▶ _WHAT YOU HAVE TO DO_:
Reply with nothing but how many lines in the entries below include "ceramic".
[[ EXERCISE DATA, beginning ]]
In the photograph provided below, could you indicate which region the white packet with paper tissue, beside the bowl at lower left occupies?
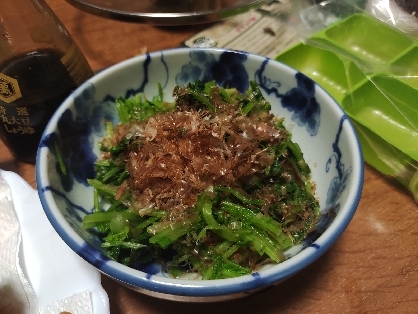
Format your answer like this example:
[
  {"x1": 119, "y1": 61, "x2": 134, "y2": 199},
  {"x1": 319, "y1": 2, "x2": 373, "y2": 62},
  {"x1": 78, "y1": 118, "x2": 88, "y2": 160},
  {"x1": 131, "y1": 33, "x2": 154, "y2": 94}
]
[{"x1": 0, "y1": 170, "x2": 109, "y2": 314}]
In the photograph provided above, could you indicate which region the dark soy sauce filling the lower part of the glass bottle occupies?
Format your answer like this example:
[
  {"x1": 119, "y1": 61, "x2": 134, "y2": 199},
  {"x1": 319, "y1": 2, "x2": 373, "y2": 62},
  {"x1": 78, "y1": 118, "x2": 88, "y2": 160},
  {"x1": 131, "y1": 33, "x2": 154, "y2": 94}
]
[{"x1": 0, "y1": 49, "x2": 77, "y2": 163}]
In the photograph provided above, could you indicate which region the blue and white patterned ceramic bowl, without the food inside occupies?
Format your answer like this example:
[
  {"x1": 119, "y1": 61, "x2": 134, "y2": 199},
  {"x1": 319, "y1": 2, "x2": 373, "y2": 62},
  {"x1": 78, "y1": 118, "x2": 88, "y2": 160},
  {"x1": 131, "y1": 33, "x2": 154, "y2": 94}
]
[{"x1": 36, "y1": 48, "x2": 363, "y2": 301}]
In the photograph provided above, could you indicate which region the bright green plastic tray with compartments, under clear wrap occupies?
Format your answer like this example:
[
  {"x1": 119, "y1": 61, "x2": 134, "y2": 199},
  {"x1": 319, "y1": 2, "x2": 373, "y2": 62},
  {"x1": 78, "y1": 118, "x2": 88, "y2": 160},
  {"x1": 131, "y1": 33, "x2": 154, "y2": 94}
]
[{"x1": 276, "y1": 11, "x2": 418, "y2": 200}]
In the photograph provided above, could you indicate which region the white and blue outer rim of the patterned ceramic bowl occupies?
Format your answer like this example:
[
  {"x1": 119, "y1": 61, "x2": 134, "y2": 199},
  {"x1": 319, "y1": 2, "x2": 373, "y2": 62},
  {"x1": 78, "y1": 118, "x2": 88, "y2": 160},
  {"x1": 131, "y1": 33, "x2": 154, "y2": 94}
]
[{"x1": 36, "y1": 48, "x2": 364, "y2": 297}]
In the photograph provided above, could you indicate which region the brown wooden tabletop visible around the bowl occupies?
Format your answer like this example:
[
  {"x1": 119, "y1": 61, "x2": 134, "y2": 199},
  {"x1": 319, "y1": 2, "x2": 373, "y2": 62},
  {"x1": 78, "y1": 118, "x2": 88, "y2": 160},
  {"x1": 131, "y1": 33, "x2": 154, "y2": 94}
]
[{"x1": 0, "y1": 0, "x2": 418, "y2": 314}]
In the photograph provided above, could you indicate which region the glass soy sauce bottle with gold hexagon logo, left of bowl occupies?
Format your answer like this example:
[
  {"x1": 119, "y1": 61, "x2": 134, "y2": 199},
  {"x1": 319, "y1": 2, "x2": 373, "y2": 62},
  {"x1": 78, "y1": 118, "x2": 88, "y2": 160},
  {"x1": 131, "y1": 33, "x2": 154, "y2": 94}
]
[{"x1": 0, "y1": 0, "x2": 93, "y2": 163}]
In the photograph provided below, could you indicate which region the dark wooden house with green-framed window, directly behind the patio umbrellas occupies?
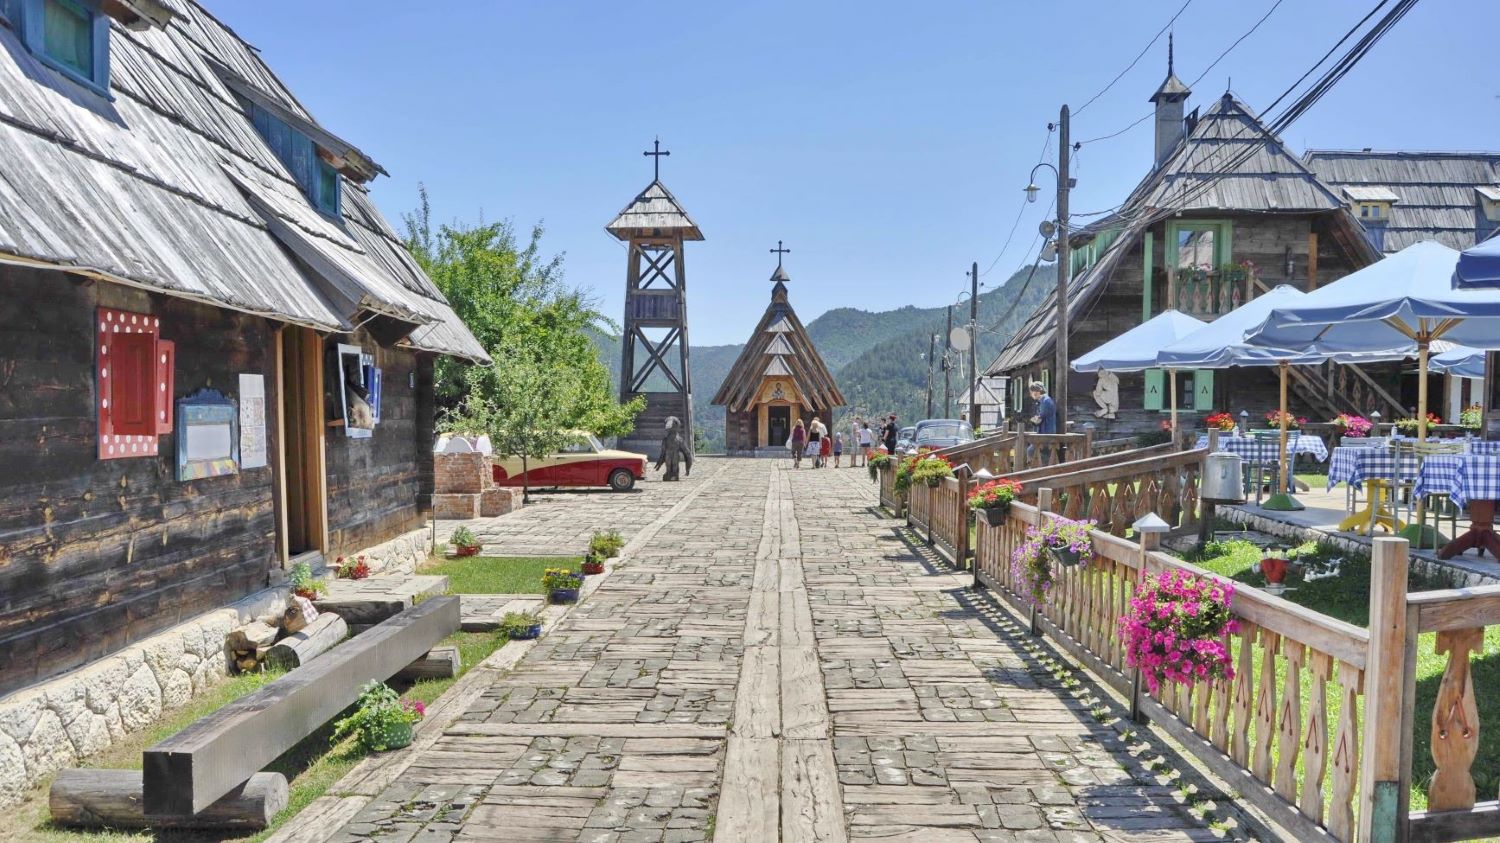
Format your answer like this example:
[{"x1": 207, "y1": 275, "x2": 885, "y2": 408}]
[{"x1": 987, "y1": 58, "x2": 1401, "y2": 435}]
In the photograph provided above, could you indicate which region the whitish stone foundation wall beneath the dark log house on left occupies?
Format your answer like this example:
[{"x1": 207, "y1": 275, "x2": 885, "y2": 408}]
[{"x1": 0, "y1": 530, "x2": 432, "y2": 810}]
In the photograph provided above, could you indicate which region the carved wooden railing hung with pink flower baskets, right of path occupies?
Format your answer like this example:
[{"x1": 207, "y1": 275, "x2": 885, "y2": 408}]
[{"x1": 975, "y1": 489, "x2": 1380, "y2": 842}]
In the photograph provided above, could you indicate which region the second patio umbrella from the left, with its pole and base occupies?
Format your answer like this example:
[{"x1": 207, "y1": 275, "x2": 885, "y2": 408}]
[{"x1": 1157, "y1": 285, "x2": 1328, "y2": 510}]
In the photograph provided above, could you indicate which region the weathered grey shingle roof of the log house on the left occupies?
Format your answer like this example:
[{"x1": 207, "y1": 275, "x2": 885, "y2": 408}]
[{"x1": 0, "y1": 0, "x2": 488, "y2": 360}]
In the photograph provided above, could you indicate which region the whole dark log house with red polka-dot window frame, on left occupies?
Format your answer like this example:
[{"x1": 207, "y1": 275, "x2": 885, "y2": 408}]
[{"x1": 0, "y1": 0, "x2": 488, "y2": 693}]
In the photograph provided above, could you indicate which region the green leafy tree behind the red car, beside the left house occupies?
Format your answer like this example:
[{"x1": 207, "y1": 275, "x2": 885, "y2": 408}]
[{"x1": 402, "y1": 188, "x2": 645, "y2": 435}]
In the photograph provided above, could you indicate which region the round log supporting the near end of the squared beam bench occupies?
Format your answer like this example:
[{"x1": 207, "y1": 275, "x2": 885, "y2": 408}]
[{"x1": 48, "y1": 770, "x2": 287, "y2": 830}]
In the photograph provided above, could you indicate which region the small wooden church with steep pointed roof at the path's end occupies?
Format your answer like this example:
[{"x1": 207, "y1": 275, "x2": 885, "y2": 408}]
[{"x1": 714, "y1": 245, "x2": 845, "y2": 456}]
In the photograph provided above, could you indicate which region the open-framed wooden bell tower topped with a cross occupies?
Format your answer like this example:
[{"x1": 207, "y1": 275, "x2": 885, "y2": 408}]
[{"x1": 605, "y1": 140, "x2": 704, "y2": 456}]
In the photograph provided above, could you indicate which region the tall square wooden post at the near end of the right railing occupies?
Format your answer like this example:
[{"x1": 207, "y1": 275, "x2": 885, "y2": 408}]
[{"x1": 1359, "y1": 537, "x2": 1412, "y2": 843}]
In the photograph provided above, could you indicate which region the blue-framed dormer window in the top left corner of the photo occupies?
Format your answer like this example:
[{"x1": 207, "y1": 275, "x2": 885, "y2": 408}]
[{"x1": 13, "y1": 0, "x2": 110, "y2": 95}]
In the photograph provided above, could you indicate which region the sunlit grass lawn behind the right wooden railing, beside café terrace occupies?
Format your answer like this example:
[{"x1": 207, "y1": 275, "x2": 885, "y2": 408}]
[{"x1": 1193, "y1": 542, "x2": 1500, "y2": 810}]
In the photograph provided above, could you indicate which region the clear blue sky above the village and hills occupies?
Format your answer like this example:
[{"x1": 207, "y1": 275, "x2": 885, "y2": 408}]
[{"x1": 207, "y1": 0, "x2": 1500, "y2": 345}]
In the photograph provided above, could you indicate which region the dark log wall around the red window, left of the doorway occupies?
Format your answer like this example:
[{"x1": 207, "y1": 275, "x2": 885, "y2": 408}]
[{"x1": 0, "y1": 267, "x2": 276, "y2": 693}]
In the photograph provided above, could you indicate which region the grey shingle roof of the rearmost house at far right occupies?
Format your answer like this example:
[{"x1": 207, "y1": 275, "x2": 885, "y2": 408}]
[{"x1": 1304, "y1": 150, "x2": 1500, "y2": 254}]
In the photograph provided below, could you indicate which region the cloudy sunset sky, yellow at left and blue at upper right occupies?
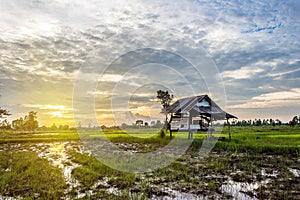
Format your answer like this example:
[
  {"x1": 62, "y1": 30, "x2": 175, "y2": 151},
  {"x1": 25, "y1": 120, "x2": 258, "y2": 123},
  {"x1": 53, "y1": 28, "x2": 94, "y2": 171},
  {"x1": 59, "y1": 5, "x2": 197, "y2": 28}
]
[{"x1": 0, "y1": 0, "x2": 300, "y2": 126}]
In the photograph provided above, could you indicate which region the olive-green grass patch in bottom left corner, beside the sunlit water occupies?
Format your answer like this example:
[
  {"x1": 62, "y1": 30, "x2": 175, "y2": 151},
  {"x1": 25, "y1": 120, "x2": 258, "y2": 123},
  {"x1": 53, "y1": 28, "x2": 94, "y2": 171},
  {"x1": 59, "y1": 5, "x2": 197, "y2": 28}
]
[{"x1": 0, "y1": 151, "x2": 66, "y2": 199}]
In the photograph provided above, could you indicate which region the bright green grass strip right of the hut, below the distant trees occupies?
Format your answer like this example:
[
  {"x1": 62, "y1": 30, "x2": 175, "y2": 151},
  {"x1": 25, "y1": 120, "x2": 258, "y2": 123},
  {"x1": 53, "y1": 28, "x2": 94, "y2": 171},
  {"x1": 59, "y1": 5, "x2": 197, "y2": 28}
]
[{"x1": 215, "y1": 126, "x2": 300, "y2": 155}]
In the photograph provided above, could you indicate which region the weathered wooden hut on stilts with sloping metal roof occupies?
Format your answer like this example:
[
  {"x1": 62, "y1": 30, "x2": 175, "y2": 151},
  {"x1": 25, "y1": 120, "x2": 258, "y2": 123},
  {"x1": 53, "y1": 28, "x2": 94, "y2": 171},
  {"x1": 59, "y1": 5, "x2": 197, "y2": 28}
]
[{"x1": 165, "y1": 95, "x2": 237, "y2": 139}]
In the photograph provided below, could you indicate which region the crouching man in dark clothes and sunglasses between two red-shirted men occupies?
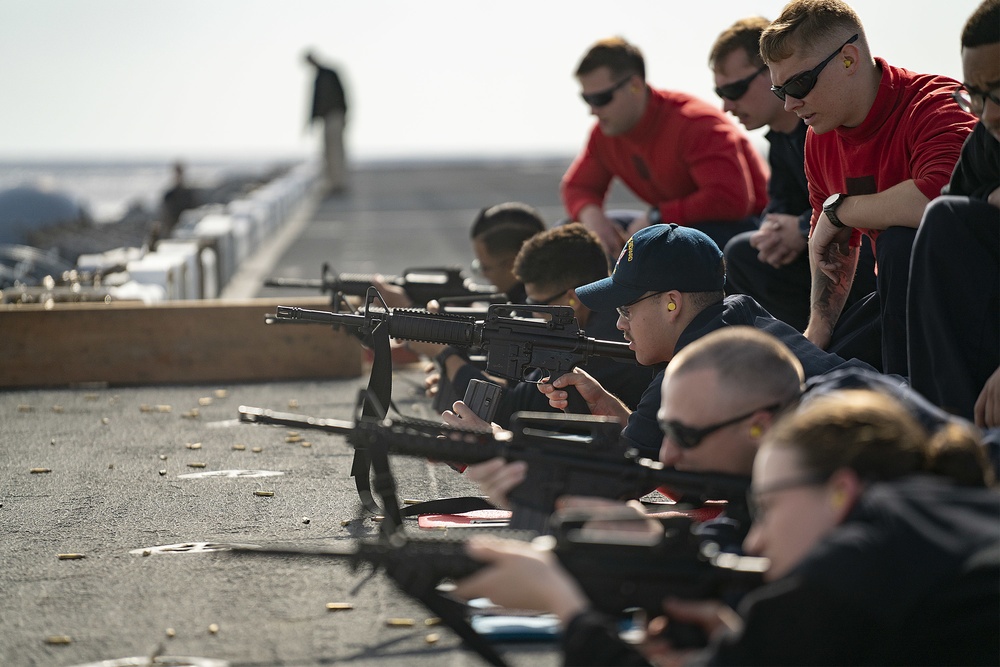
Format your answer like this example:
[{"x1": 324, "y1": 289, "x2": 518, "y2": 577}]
[{"x1": 708, "y1": 16, "x2": 875, "y2": 331}]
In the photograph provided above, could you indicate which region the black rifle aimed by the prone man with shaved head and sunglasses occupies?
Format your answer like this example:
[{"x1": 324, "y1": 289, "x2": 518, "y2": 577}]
[{"x1": 240, "y1": 407, "x2": 750, "y2": 532}]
[[ EXERCISE DATA, end ]]
▶ _WRITTEN RESPONSE_:
2